* Stated problem *
Switch "place a point" to "mark a point" in the data from its first line to the line with "[(46, 1040)]", and give those lines again with nothing else changed. Leave the pictures out.

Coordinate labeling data
——

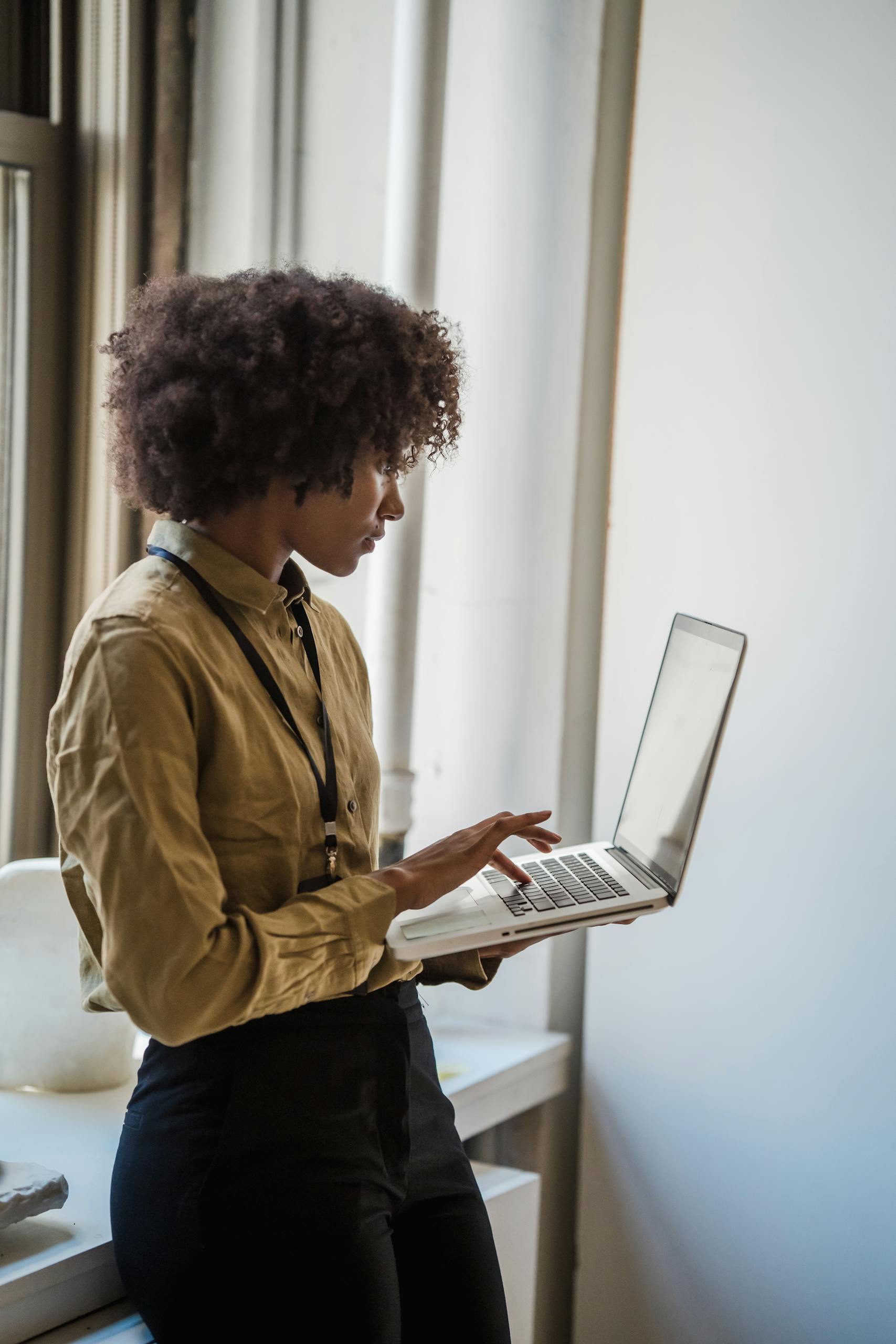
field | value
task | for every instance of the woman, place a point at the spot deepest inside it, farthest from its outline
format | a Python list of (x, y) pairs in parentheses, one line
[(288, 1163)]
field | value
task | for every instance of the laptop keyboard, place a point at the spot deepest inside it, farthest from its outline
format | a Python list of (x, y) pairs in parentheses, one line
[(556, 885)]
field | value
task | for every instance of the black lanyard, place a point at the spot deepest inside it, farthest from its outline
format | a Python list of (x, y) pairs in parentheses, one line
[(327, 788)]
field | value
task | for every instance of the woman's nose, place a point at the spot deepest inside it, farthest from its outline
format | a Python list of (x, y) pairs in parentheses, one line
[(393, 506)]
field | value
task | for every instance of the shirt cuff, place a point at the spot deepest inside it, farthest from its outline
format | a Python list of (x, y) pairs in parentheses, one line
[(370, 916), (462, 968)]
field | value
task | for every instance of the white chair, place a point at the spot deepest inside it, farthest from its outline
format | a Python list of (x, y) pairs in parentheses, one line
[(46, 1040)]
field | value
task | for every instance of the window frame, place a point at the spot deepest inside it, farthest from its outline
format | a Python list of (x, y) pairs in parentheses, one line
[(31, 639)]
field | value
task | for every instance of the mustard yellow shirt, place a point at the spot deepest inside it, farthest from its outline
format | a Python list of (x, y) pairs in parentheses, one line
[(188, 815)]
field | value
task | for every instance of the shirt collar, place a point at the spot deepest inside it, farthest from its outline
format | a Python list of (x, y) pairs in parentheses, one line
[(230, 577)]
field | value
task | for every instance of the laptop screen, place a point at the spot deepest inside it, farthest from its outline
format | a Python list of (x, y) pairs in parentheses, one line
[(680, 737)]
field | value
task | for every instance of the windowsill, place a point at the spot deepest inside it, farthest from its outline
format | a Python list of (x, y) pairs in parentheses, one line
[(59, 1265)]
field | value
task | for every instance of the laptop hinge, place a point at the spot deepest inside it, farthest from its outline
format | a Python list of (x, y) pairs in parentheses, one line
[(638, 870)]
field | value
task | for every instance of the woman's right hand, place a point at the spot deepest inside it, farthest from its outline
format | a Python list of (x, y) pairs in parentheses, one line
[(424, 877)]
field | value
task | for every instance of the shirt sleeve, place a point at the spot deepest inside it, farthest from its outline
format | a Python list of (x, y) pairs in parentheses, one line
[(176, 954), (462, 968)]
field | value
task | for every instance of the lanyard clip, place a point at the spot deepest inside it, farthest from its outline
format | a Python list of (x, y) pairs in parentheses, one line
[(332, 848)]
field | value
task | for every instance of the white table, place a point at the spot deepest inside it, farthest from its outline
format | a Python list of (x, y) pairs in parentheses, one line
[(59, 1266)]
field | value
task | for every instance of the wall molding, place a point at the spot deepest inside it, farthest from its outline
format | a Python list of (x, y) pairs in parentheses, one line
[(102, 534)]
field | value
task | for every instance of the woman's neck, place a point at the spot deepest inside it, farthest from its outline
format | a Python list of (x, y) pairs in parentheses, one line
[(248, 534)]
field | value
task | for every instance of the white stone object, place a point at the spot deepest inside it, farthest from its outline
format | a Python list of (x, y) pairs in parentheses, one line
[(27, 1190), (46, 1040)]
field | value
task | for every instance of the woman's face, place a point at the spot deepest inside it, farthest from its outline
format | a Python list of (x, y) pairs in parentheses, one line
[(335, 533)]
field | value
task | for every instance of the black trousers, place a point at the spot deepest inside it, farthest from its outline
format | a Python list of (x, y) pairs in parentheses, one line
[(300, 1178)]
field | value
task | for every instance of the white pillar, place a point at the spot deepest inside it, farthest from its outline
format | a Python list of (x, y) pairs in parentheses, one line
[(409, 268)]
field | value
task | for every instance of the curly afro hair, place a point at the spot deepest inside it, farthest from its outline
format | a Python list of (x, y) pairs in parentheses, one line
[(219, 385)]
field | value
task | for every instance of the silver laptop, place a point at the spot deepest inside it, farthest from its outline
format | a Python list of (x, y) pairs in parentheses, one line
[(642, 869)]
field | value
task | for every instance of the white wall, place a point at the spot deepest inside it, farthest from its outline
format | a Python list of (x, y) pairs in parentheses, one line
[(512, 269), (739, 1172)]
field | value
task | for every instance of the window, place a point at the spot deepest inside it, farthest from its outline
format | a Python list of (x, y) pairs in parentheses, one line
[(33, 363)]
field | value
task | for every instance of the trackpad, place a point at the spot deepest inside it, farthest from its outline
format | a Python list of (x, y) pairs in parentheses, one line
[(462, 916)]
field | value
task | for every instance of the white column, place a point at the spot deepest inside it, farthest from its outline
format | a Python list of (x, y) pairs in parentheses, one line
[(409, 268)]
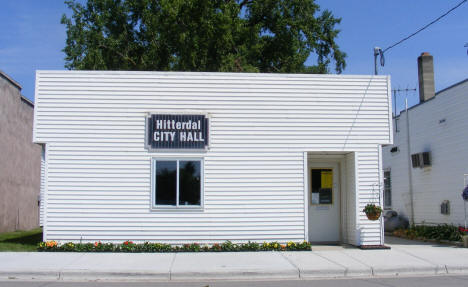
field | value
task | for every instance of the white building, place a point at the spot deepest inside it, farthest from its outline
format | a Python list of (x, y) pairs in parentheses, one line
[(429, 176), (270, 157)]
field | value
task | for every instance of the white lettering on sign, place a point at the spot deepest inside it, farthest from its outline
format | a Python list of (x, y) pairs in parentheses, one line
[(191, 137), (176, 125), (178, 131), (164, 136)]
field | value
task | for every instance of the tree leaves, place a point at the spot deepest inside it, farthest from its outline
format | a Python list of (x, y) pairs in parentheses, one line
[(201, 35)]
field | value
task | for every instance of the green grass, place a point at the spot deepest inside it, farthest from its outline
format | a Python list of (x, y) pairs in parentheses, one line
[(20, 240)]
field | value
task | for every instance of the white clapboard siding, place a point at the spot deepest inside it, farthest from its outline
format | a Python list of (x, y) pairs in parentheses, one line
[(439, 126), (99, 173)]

——

* Correct answer *
field | value
task | for every instance of the woman, mark a point at the spot deepest inside it, farthest from its outline
format | a Python list of (x, y) pairs in parentheses, one line
[(288, 1163)]
field | value
task | for every instance of the laptop keyboard, mark a point at the spot deepest inside it, farthest from its outline
format | a Python list of (x, y) pairs in parentheses, one line
[(556, 885)]
field | value
task | for every instance of the black lanyard, mark a point at the spot deepest inside it, farthest from its outline
format | a Python list of (x, y) pairs in parentheses, one line
[(327, 788)]
field | value
task | for every instance of the woman's nose, mark a point at the spot deepest inside it, farthest from its outline
format | a Python list of (x, y) pairs in parentheses, one line
[(393, 506)]
field | value
task | for every instance of the shirt cuff, mark a point at the spot deepest inside it, farthest from its outline
format | a Python list of (x, y) pairs in parentheses, one line
[(370, 916), (462, 968)]
field | value
task | for every instance of the white chair, mark a point at the spot deepest inside it, farthest from its outline
format | a Python list of (x, y) pairs in parentheses, one line
[(46, 1040)]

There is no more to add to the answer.